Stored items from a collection
──────────
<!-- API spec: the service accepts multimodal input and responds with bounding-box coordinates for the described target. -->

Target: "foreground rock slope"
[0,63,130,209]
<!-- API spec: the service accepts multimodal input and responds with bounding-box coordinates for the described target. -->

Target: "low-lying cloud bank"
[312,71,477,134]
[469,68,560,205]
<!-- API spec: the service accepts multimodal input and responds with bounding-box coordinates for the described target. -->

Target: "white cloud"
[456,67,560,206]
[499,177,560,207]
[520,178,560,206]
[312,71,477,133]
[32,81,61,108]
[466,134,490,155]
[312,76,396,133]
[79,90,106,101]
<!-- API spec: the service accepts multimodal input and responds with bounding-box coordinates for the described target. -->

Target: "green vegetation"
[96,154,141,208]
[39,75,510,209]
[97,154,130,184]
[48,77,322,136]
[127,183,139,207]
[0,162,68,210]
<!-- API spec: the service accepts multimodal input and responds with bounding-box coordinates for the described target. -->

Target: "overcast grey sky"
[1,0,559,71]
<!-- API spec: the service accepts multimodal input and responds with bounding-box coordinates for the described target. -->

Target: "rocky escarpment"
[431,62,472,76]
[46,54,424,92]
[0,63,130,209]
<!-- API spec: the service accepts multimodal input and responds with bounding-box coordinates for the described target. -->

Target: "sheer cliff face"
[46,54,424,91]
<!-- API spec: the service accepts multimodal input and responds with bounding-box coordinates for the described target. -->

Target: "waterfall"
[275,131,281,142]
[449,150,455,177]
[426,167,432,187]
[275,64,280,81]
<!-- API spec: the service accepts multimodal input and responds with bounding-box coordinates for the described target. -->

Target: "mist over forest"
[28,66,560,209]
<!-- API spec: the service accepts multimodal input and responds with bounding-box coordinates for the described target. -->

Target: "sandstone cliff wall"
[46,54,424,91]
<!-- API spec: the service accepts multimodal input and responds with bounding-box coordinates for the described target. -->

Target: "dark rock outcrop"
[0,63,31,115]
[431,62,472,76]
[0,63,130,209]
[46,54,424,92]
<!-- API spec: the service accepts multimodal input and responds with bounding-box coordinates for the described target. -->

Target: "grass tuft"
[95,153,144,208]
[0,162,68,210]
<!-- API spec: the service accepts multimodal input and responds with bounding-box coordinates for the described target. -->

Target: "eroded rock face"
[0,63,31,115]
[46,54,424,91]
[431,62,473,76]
──────────
**TRY IT**. Print out all of the records above, word for word.

**RESULT**.
<!-- API spec: the service accepts multimodal input and responds with bounding-box coordinates for the described target. -->

Target: "foreground rock slope"
[0,63,130,209]
<!-- API spec: the service accepts multimodal input and responds with bounding-box coordinates for the described target. -->

Target: "low-lying cloud bank"
[312,71,477,134]
[469,68,560,205]
<!-- API spec: the service accepts multimodal input and responds with bounding-box coordinates for the described target. -->

Target: "white cloud"
[456,67,560,206]
[499,177,560,207]
[520,178,560,206]
[312,71,477,133]
[32,81,61,108]
[466,134,490,155]
[312,76,396,133]
[79,90,106,101]
<!-- API spec: the service accepts multimodal input and responds with bounding-box coordinates for the described target. -->

Target: "green vegetation"
[96,154,141,208]
[39,75,510,209]
[97,154,130,184]
[48,77,322,136]
[127,183,139,207]
[0,162,68,210]
<!-- API spec: the service accepts multimodal input and responds with bounding-box coordinates for the described target. -->

Target: "overcast grey sky"
[1,0,559,71]
<!-- API spec: the service accepts multimodal input and responds with bounding-box coordinates for the described target. -->

Target: "rocky escarpment"
[431,62,472,76]
[46,54,424,92]
[0,63,130,209]
<!-- API spec: the service accepts multimodal input and responds with bounding-box coordinates for the described target. -->

Target: "sheer cliff face"
[46,54,424,91]
<!-- API spec: the service accepts multimodal input and responds with bounding-box coordinates for the described target. -->

Target: "waterfall"
[275,131,281,142]
[449,150,455,177]
[426,167,432,187]
[275,64,280,81]
<!-- API spec: the service accepts multimodal input and responds with bounding-box coordinates for the described target. -->

Target: "mist over forest"
[28,66,560,209]
<!-- API spec: the service accepts multimodal input and responds with bounding-box coordinates for the described target. -->

Target: "sandstone cliff wall"
[46,54,424,91]
<!-- API spec: the service accepts multimodal input and responds with bounding-box coordinates for the described target. -->

Target: "dark rock outcrop"
[0,63,31,115]
[431,62,472,76]
[0,63,130,209]
[46,54,424,92]
<!-- API spec: the service accepts multimodal input and responds with bounding-box coordinates for the described target. -->

Target: "grass tuft"
[95,153,144,208]
[0,162,68,210]
<!-- API spec: the service accepts multimodal input and responds with bounding-box coordinates for the described target. -->

Target: "eroded rock face"
[0,63,31,115]
[46,54,424,91]
[431,62,473,76]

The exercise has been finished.